Your dream job doesn't just rely on your skill, experience and education – it relies on the presentation of your CV. This week, Bloomberg published a lowdown of the best typeface to use on your curriculum vitae and according to one design expert, using Times New Roman is akin to turning up to an interview wearing sweatpants.
The winner, on the other hand, is Helvetica. "Helvetica is so no-fuss, it doesn't really lean in one direction or another. It feels professional, lighthearted, honest," Brian Hoff, creative director of Brian Hoff Design, told Bloomberg. "Helvetica is safe. Maybe that's why it's more business-y."
But why is typeface – and design – so important on a CV, even if you are the right person for the job?
"Design has become more important with the current job market," James Innes, founder and chair of CVCentre.co.uk, tells IBTimes UK. "In fact, it becomes continually more important as competition for jobs increases year on year."
Presentation is key because it is the first thing potential employers see. "Most jobseekers don't realise that the way their CV is presented can often be of more value in getting to the next stage of the application process than the information itself," Innes writes in The CV Book.
"You will make an impression on the reader even before they read a single word. Presentation can make all the difference between success and failure. If the presentation of the CV is thoroughly professional then the applicant immediately gives the impression of being thoroughly professional themselves."

Study material:
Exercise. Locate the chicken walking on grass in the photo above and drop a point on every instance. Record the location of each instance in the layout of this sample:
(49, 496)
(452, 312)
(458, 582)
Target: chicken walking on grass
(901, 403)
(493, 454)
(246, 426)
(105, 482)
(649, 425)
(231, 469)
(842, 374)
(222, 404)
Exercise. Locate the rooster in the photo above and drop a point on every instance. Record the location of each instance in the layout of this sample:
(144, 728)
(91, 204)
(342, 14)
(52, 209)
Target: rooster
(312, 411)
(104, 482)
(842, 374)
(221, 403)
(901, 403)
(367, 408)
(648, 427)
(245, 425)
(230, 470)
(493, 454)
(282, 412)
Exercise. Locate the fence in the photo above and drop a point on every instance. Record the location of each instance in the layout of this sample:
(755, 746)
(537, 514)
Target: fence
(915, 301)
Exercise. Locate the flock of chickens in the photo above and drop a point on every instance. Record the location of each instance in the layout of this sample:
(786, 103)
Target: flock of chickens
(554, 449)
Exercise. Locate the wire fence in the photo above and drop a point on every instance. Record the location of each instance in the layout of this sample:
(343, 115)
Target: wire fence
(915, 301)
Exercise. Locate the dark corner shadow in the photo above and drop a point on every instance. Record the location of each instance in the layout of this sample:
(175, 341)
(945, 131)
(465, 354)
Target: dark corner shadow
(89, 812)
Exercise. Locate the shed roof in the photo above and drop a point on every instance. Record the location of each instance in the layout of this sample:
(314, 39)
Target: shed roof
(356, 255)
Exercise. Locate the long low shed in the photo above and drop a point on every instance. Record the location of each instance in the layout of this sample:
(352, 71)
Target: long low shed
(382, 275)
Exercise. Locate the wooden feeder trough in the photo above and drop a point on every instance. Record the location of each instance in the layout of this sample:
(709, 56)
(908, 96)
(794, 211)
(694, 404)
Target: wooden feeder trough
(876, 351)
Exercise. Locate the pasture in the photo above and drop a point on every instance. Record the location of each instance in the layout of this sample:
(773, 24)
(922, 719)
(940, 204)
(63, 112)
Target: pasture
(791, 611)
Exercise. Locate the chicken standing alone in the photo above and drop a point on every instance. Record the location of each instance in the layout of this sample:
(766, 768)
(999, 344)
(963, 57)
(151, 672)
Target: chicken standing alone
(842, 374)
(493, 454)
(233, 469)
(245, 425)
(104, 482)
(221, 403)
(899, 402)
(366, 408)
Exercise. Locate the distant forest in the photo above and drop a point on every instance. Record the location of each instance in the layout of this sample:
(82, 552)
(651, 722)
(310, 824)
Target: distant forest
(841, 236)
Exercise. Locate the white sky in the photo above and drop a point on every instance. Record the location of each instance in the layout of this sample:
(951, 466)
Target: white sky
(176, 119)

Goal of the exercise: Please continue the article above on CV fonts and presentation, starting right after its last sentence.

Answer area:
"Enhancing the presentation of a CV is very much the cosmetic surgery of the CV writing world," Innes writes. "Content is clearly more important, but aesthetics are also critical in making the right impact on the reader."
This is all common sense, as Innes points out. But does he agree that Times New Roman is a no-go?
"I do agree in many ways, now that it's increasingly rare to see an actual printed CV," he says. "But, for a printed CV, I think it remains perfectly acceptable – depending on the circumstances. For example, it probably wouldn't look good coming from a designer!"
Some of the most common faux pas on CVs including spelling mistakes, splitting sections over two pages and an overuse of bold or italics, but aesthetics are also crucial – as up to a quarter of CVs are binned immediately by recruiters because of poor presentation. So what is the key to a good-looking CV?
"I would strongly recommend that you remain conservative with your choice of typeface," Innes writes. "Presentation is, of course, a personal issue and some people will prefer certain typefaces to others – for example, teachers tend to like Comic Sans. However, it is important to realise that the easiest-to-read typefaces will get you the positive presentation points! We generally use mainstream typefaces such as Times New Roman and Arial, as they are professional, easy to read and get results."
He advises to avoid unusual typefaces, as they are harder to read for humans and for automated scanning software.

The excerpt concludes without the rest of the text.